REQUIREMENT>
Reproduce exactly, and only, the lines below from the one containing "The pointer SHOULD provide one marker per instance of the rocky" through the one containing "The pointer SHOULD provide one marker per instance of the sunset".

INPUT FOR THIS TASK>

====================

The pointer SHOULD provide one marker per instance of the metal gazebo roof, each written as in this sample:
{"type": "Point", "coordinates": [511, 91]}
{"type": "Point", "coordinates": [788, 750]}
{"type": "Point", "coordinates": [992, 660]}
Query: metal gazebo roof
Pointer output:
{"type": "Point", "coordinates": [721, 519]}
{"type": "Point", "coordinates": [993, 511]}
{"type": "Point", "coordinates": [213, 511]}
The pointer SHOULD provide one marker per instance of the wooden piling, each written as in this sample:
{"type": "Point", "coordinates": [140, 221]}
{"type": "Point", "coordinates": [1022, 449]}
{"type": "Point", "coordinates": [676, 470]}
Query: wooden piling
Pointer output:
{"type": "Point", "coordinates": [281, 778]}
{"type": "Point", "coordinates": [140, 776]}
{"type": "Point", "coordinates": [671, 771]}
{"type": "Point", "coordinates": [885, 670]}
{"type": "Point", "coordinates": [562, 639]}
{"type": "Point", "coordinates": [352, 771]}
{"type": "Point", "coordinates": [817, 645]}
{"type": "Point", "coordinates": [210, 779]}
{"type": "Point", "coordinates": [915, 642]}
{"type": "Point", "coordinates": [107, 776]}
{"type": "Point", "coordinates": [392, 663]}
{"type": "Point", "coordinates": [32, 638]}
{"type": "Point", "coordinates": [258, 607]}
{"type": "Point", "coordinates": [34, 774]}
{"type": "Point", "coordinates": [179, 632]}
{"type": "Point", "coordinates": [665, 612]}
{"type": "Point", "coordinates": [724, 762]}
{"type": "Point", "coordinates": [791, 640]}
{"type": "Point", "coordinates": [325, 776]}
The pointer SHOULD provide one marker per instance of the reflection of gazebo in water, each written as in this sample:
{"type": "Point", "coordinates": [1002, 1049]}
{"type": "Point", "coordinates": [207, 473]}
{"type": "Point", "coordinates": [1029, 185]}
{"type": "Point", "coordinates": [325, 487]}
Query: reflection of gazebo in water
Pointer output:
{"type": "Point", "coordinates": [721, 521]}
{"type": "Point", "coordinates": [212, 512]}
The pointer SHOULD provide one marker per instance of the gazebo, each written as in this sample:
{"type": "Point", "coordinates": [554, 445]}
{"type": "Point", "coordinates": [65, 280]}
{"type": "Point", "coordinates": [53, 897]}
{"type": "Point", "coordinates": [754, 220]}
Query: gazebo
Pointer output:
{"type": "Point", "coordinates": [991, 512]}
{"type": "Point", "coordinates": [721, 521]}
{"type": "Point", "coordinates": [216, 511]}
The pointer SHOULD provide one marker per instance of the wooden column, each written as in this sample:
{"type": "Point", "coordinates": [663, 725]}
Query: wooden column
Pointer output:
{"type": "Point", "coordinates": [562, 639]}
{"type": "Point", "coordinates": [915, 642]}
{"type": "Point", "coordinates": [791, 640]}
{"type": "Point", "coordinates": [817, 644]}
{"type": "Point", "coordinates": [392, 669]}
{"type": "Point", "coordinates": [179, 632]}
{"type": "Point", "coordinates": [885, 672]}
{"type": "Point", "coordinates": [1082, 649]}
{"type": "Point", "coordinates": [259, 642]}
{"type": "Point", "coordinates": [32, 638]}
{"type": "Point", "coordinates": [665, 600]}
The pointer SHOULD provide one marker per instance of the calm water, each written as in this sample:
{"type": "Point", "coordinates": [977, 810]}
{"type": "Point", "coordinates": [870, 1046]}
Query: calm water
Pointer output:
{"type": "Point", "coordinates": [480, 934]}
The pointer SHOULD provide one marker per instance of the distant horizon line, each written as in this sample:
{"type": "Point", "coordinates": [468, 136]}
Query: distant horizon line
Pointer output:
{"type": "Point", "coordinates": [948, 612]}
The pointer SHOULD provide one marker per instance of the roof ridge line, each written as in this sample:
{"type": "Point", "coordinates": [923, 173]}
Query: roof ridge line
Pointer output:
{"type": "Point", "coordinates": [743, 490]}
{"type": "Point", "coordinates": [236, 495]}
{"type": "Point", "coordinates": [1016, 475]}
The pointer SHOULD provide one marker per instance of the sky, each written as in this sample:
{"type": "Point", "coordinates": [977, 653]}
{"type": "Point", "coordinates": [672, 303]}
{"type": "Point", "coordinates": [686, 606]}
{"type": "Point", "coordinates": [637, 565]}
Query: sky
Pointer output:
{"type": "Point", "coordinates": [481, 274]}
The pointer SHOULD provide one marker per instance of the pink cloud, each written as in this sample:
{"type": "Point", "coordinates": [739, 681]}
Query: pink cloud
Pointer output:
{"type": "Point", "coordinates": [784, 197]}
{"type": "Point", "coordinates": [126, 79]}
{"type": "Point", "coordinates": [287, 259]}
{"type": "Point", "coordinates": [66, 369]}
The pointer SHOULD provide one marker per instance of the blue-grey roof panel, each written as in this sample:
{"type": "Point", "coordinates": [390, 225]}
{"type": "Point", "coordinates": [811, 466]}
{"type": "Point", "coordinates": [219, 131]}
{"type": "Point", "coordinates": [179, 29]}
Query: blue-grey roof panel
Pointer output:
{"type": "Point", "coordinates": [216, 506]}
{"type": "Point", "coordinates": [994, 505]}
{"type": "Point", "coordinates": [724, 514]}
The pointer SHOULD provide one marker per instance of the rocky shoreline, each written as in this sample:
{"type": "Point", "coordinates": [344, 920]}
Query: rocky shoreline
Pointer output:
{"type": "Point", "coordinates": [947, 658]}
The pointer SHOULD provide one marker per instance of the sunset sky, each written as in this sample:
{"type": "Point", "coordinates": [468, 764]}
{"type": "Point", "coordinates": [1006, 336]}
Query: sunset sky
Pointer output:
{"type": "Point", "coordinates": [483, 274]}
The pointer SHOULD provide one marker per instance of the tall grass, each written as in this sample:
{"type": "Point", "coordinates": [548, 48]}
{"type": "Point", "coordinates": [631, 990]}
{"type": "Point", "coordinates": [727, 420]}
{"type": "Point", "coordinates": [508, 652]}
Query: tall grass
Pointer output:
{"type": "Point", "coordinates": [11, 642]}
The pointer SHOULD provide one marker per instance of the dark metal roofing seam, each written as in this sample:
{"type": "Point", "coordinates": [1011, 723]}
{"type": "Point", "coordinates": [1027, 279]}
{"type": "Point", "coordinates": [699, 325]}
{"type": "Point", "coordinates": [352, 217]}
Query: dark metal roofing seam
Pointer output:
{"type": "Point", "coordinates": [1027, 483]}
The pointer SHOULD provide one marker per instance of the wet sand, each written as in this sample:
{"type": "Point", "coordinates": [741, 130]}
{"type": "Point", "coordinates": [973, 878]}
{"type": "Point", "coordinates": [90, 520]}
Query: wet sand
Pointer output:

====================

SOLUTION TO THIS PROBLEM>
The pointer SHOULD provide one marker per instance of the rocky shoreline, each written as in this sample:
{"type": "Point", "coordinates": [344, 920]}
Query: rocky shoreline
Pointer output:
{"type": "Point", "coordinates": [947, 658]}
The pointer SHOULD provide one marker per instance of the sunset sky, each written as in this sample:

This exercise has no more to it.